__What the task requires__: Look below for the line containing "Teacher note: indicate the compound"; from there through the line containing "Teacher note: indicate the bow", both lines included, please set down each line exactly and nothing else.
---------- Extracted information
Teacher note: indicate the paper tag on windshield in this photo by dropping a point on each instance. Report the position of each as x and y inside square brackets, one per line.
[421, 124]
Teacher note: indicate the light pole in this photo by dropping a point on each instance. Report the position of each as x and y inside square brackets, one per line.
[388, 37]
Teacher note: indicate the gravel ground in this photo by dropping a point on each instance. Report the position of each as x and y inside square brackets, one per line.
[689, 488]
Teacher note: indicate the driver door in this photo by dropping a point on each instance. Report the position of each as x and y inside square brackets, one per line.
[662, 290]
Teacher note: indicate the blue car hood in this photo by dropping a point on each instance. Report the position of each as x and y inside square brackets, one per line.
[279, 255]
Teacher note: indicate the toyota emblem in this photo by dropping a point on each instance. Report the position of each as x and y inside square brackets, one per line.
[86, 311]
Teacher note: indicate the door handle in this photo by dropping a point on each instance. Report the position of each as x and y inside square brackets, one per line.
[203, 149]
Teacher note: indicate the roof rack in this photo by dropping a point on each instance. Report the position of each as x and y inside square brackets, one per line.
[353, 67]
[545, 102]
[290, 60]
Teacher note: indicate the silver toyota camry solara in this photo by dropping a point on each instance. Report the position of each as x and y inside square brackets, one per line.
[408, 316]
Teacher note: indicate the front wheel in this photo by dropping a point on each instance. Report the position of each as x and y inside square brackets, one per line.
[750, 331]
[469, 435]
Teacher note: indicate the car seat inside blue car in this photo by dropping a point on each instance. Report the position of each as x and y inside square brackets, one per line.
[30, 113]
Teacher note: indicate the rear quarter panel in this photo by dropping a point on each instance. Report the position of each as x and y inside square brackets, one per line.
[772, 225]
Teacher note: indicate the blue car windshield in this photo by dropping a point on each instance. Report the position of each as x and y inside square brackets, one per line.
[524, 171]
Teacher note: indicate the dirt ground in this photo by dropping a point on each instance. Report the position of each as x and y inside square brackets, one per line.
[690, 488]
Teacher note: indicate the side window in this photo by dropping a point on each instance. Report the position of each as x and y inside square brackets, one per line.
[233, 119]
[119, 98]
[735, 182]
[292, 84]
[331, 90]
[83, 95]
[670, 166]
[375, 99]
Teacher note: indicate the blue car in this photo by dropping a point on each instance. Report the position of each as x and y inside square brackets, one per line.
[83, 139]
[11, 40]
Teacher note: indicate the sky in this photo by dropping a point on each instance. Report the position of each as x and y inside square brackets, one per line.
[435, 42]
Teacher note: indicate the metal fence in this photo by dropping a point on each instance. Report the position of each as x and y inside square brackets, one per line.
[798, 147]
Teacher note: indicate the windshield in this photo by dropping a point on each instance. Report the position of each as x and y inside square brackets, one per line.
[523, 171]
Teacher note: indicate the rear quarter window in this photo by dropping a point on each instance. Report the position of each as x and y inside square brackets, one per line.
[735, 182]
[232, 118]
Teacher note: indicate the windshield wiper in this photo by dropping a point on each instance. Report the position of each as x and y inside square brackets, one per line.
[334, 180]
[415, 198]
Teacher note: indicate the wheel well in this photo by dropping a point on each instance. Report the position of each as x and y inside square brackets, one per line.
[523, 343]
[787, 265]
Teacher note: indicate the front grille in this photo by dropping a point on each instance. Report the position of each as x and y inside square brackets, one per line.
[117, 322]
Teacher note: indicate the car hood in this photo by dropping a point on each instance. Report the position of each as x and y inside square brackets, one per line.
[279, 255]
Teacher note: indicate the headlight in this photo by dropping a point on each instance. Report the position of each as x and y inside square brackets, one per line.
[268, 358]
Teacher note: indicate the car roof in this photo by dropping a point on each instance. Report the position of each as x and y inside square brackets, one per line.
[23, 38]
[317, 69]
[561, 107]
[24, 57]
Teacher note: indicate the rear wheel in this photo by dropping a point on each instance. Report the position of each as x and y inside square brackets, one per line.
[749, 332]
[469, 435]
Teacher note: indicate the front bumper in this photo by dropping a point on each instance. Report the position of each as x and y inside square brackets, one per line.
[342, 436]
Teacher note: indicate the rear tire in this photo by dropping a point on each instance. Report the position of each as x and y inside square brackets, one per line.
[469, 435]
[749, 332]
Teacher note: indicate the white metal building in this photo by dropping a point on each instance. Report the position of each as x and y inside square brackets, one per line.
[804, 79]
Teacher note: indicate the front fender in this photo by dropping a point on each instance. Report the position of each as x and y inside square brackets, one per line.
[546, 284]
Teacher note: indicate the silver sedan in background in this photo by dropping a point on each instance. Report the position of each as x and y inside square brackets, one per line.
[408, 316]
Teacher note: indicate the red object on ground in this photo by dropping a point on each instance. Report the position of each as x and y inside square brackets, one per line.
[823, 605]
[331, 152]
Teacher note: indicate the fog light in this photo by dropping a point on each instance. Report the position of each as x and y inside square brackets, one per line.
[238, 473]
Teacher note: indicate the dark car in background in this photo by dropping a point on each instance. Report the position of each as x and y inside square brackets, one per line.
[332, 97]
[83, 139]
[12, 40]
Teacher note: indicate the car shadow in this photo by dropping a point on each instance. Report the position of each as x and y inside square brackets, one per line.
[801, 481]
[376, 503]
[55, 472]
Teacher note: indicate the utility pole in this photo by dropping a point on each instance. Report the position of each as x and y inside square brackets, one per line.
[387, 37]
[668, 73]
--------------------
---------- Extracted information
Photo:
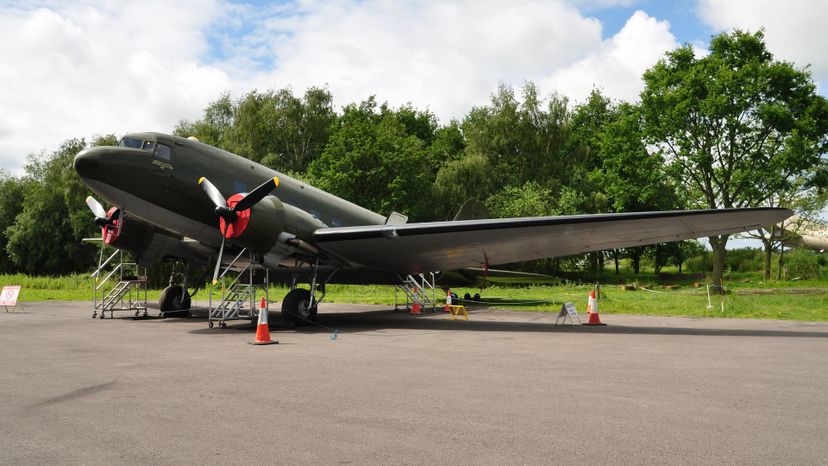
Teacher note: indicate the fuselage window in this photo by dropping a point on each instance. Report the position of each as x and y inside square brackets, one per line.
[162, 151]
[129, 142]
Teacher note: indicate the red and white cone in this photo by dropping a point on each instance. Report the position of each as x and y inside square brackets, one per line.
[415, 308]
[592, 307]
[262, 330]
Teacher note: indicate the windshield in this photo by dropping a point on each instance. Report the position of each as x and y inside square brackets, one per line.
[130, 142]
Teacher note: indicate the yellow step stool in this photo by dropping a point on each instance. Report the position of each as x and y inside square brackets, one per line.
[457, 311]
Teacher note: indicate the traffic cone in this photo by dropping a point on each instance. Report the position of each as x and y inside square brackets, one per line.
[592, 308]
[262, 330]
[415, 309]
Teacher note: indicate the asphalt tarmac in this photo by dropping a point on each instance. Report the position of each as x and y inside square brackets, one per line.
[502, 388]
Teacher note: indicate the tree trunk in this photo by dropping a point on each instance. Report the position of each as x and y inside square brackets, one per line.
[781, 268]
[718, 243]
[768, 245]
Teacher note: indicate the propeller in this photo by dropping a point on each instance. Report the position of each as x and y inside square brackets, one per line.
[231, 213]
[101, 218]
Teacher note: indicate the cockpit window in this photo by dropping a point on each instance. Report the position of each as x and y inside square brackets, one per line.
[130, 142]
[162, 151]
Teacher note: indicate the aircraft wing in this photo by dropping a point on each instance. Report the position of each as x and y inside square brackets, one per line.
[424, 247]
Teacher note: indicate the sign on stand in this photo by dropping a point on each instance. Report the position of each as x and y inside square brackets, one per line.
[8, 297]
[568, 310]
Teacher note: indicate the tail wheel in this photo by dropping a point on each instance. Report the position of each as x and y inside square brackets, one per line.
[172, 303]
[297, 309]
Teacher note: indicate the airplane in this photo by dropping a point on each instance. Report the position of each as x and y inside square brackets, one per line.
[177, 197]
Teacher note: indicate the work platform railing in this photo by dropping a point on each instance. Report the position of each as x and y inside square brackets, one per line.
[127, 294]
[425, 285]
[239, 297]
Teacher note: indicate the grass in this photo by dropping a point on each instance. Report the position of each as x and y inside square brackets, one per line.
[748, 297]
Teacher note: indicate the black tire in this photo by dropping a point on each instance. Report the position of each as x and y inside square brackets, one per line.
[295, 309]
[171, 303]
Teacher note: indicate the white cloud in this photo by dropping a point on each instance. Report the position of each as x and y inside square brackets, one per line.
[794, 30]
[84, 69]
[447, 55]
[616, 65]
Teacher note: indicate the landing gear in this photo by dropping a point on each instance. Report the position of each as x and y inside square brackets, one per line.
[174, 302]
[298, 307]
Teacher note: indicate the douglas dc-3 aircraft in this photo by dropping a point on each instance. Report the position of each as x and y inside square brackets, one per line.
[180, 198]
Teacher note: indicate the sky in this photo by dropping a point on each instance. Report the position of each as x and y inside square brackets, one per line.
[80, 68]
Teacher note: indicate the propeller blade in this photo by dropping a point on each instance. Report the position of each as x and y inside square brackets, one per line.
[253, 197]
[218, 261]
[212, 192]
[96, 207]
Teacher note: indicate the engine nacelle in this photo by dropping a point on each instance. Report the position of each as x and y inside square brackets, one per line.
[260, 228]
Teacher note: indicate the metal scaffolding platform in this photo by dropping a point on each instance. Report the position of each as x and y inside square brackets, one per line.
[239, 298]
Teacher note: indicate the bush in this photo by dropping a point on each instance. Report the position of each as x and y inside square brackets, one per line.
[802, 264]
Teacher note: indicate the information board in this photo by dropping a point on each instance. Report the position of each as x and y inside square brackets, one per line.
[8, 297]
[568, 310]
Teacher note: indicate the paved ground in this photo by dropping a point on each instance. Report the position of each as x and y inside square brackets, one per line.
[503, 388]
--------------------
---------- Extracted information
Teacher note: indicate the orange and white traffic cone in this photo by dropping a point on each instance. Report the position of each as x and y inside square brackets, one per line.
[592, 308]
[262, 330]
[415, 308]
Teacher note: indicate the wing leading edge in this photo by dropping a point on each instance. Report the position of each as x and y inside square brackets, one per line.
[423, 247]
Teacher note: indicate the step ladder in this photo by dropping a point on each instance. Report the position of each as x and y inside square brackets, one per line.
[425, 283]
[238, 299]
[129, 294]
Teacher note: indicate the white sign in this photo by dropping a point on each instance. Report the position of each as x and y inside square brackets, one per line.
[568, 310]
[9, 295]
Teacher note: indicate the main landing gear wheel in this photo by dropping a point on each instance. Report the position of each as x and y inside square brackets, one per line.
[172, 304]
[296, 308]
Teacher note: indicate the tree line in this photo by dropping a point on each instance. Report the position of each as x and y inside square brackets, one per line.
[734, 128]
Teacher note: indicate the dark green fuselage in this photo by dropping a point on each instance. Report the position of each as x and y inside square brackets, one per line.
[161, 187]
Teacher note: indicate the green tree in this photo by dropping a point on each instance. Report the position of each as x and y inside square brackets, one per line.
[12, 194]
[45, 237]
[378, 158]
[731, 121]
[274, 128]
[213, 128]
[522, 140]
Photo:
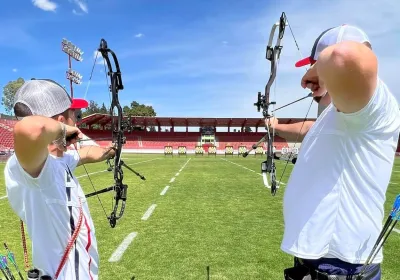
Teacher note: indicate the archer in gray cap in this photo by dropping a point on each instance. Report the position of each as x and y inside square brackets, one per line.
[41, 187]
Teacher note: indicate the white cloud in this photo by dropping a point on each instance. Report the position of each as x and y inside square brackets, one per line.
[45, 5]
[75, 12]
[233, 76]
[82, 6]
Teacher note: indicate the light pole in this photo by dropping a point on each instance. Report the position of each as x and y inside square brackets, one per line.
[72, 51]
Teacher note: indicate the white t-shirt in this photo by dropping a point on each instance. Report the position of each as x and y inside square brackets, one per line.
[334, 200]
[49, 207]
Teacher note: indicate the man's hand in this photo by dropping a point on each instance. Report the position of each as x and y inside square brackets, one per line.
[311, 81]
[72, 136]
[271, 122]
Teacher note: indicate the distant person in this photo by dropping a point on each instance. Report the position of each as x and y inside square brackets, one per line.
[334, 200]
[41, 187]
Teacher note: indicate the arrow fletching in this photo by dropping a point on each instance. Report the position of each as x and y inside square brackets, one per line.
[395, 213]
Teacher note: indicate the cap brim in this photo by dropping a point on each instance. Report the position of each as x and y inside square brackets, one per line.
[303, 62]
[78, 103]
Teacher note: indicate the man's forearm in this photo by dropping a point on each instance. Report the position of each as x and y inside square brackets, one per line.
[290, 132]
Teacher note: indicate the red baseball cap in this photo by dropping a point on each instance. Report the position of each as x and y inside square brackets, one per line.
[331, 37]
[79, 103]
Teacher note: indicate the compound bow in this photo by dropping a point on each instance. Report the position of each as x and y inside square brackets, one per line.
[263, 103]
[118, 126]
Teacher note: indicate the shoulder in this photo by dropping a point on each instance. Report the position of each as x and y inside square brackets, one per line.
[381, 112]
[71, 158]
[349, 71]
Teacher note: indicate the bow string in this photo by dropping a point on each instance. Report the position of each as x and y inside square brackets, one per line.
--------------------
__Exercise answer__:
Teacher note: indicate the compound bow in this photo by dropping a point on each instance. Report the position of each as x and y inside square brackets, one per line.
[263, 103]
[118, 126]
Teacher note: indicate the shoulder in this photo by dropping a point on each instance. Report the position of each as x and y inside square brackets, one per line.
[381, 112]
[71, 158]
[349, 71]
Teacher note: indicate the bow string in this photo by dropping a point on each instance. Report the position of each as x and y inside square brackets, one per line.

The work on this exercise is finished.